**SUPPLIED PASSAGE:**
Are there too many entities in our Not for Profit sector? At over 100,000 for a small country like New Zealand with a population of under 4.5m many people think so. Yet why is it so common that one hears the discussion about setting up another new legal entity?
It happened again today. A meeting with a NFP client, their organisation going well, funding efforts have been successful, to the extent that they are now building up a reasonable asset base. Then comes the conversation: “We are thinking about setting up a separate trust to transfer some of our assets into”. And as an advisor I silently groan inside…
Don’t get me wrong, new entities are not bad per se and there can be many good and valid reasons for establishing them. However I am not convinced that enough critical thought always goes into exploring the reasons and alternative options before making the decision to establish yet another entity. And while this may be considered heresy by many of my peers in the accounting profession and colleagues in the legal profession sadly I believe many accountants and lawyers are often to blame. Self-interest? Possibly. Or perhaps, if I am to be more charitable in my thinking, just not thinking deeply enough about the reasons and laterally enough about possible alternatives.
The Implications of a Separate Legal Entity
We are very lucky to live in a country like New Zealand where thanks to our good system of law it is relatively easy to establish a new legal entity, whether that be a trust, incorporated society or company. Subject to the nature of the entity it is also relatively easy for many NFPs to attain registered charitable status as well. Ironically perhaps it is this fortunate legal environment we live in that by default supports the on-going growth of NFP entities.

**DATASET EXCERPTS:**
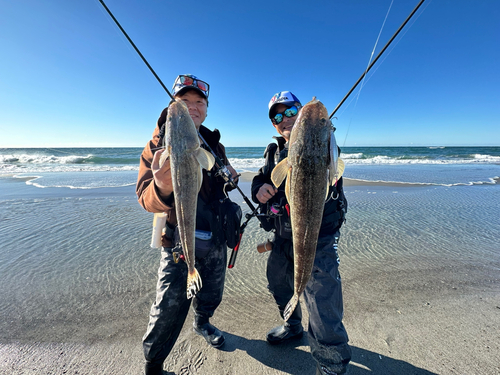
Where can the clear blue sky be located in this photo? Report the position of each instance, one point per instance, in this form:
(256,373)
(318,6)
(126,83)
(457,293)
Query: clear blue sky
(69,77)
==
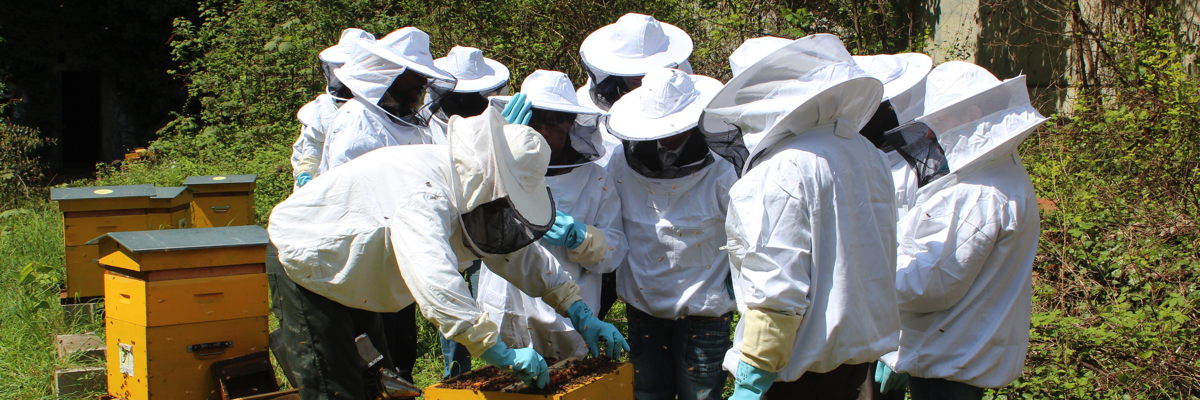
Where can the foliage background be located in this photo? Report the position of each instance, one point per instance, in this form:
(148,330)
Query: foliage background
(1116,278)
==
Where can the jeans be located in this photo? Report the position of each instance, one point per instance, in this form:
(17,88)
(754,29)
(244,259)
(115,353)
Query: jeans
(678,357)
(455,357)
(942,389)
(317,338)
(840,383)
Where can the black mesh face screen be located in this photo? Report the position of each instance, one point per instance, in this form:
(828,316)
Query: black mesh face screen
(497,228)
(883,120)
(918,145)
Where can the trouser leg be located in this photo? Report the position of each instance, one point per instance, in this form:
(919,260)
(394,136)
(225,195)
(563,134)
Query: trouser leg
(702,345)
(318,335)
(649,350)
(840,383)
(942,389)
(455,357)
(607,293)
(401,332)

**TASK LIST:**
a. Retype the part of the passage on Not for Profit entities that opens with the words containing "Are there too" and closes with "new legal entity?".
b. List every type of legal entity that the passage on Not for Profit entities names.
The lines are separate material, unrelated to the passage on Not for Profit entities.

**RESULTS BY TASK:**
a.
Are there too many entities in our Not for Profit sector? At over 100,000 for a small country like New Zealand with a population of under 4.5m many people think so. Yet why is it so common that one hears the discussion about setting up another new legal entity?

b. trust, incorporated society, company